A nextflow pipeline for segmentation of 10x Xenium runs. The pipeline consists of the following parts:
- New step in the pipeline to run xenium ranger with the new segmentation to allow of exploration of the data using Xenium Explorer (This automatically removes cells with less than 3 transcripts)
The pipeline has been adjusted to use the files generated from Xenium running software version 3. The main changes are:
- The pipeline no longer runs the custom nuclear segmentation, as the multimodal segmentation kit yields good results.
- The results from the multimodal segmentation are now passed onto Baysor as a prior segmentation.
- The scripts have been adapted to use the parquet files instead of csv files.
- Filter the transcripts based on OV values, remove non-gene transcripts and create smaller tiles of the dataset. For more information see tile-xenium.
- Run Baysor on all tiles. This step uses Baysor wrapped in a docker image.
- Merge the segmentation results to get one final segmentation. This program merges cells based on an IOU threshold.
The pipeline requires a working installation of nextflow. Further, it uses singularity/apptainer to run the scripts in reproducible environments. Run the pipeline with:
nextflow run maximilian-heeg/xenium-segmentation -r v0.3.1 --xenium_path PATH_TO_XENIUM_OUTOUT
Many parameters can be manually set (and might need to be adjusted for best reuslts.)

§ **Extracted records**
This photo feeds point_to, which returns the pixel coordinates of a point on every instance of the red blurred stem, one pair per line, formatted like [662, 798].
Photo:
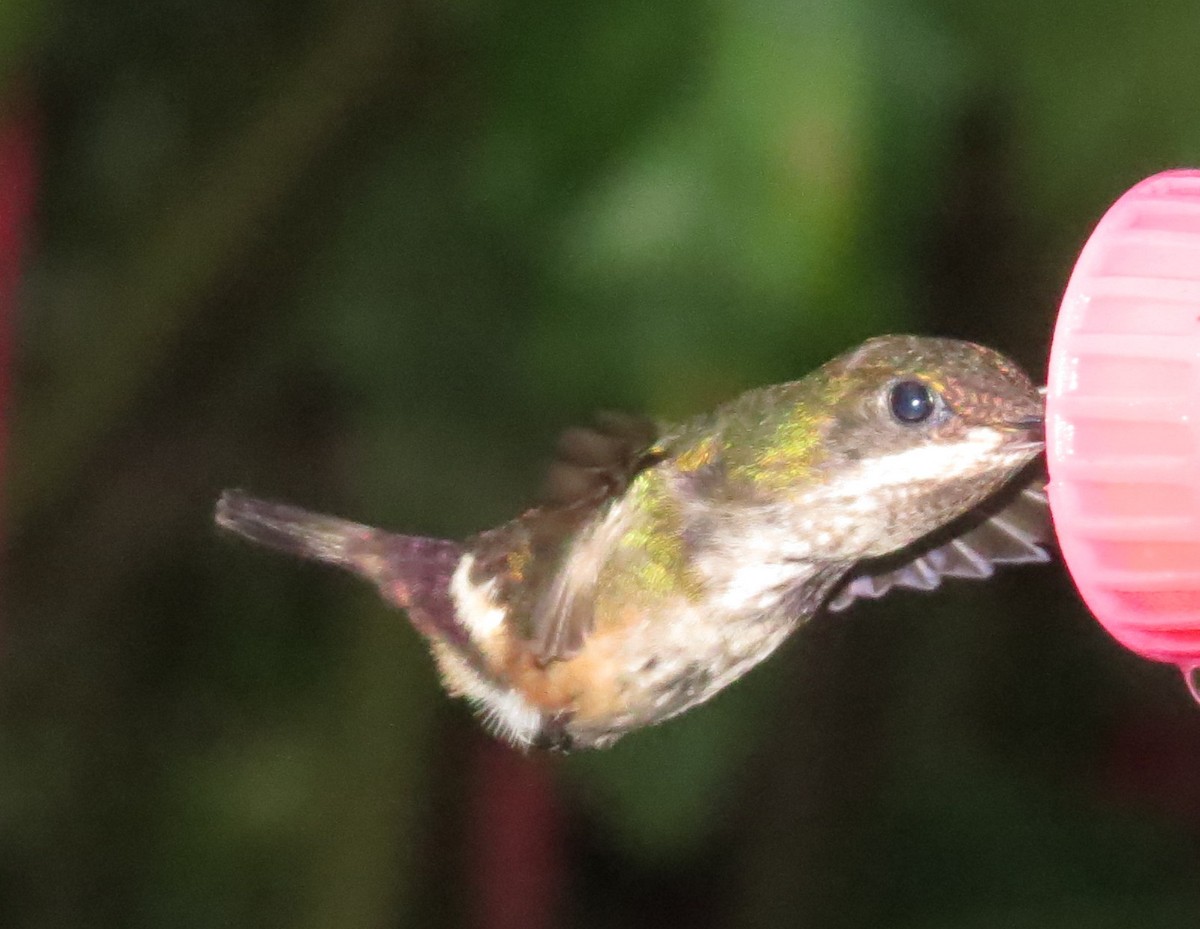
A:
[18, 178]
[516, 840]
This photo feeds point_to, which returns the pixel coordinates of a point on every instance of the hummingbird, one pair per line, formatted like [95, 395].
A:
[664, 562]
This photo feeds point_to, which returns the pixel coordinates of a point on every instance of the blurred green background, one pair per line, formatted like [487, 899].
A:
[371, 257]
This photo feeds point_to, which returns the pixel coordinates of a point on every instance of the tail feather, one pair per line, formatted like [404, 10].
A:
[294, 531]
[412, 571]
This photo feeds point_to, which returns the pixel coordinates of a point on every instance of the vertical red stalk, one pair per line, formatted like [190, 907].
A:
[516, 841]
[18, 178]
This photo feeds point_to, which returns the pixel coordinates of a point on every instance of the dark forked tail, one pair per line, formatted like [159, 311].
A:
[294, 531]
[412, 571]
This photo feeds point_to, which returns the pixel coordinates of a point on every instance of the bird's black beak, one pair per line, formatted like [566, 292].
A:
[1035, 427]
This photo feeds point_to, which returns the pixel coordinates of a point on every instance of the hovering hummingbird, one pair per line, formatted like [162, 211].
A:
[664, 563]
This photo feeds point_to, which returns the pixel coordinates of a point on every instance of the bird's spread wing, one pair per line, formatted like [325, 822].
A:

§ **TASKS TO COMPLETE**
A. From the text about the Xenium segmentation pipeline, list the main changes made so the pipeline can use files from Xenium software version 3.
B. Reproduce word for word the stretch of the Xenium segmentation pipeline text from "- The results" through "a docker image.".
C. Continue the text about the Xenium segmentation pipeline, starting right after its last sentence.

§ **RESULTS BY TASK**
A.
- The pipeline no longer runs the custom nuclear segmentation, as the multimodal segmentation kit yields good results.
- The results from the multimodal segmentation are now passed onto Baysor as a prior segmentation.
- The scripts have been adapted to use the parquet files instead of csv files.

B.
- The results from the multimodal segmentation are now passed onto Baysor as a prior segmentation.
- The scripts have been adapted to use the parquet files instead of csv files.
- Filter the transcripts based on OV values, remove non-gene transcripts and create smaller tiles of the dataset. For more information see tile-xenium.
- Run Baysor on all tiles. This step uses Baysor wrapped in a docker image.

C.
/*********************************
Input and Output.
*********************************/
// The folder pointing towards the xenium results
xenium_path = null
// Path to where the final csv should be saved.
outdir = 'results'
/*********************************
Tile creation
*********************************/
// The width of a tile
tile.width = 4000
// The height of a tile
tile.height = 4000
// The overlap between titles. The next tile with start at x + width - overlap,
// or y + height - overlap
tile.overlap = 200
// The minimum Q-Score to pass filtering.
tile.qv = 20
// The minimum number of transcripts per tile. This is important
// because baysor cannot work, if there are too few transcripts.
// If the minimal number is not met in a tile, it will be expanded by `overlap`
// in all fofur directions until the criterion is met.
tile.minimal_transcripts = 10000
/*********************************
Baysor
*********************************/
// Minimal number of molecules for a cell to be considered as
// real. It's an important parameter, as it's used to infer
// several other parameters. Overrides the config value.
// If set to -1, the pipeline will calcuate the median transcripts per cell based
// on the 10x segmentation and use that value as min_molecules_per_cell
baysor.min_molecules_per_cell = -1
// If min_molecules_per_cell should be estimated, this values defines the fraction of
// the median transcripts per cell that will be set as min_molecules_per_cell
baysor.min_molecules_per_cell_fraction = 0.75
// Minimal number of molecules in a segmented region, required for this region to be
// considered as a possible cell.
// 0: min_molecules_per_cell / 4 (Baysor default)
// string ended with '%' to set it relative to min_molecules_per_cell
baysor.min_molecules_per_segment = '50%'
// Standard deviation of scale across cells. Can be either
// number, which means absolute value of the std, or string
// ended with '%' to set it relative to scale (default: "25%")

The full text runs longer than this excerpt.